### Task item
Copy out each line of the data that holds the word "query".

### Data shown
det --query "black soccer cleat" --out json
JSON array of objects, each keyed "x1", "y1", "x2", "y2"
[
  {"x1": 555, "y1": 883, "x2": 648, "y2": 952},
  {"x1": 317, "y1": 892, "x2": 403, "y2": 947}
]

--

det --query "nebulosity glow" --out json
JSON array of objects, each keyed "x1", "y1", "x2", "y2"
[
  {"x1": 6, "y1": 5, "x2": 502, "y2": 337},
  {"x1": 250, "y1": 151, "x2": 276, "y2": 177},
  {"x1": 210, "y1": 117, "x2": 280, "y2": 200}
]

### Written answer
det --query "black soccer cleat" --out json
det --query "nebulosity glow" --out json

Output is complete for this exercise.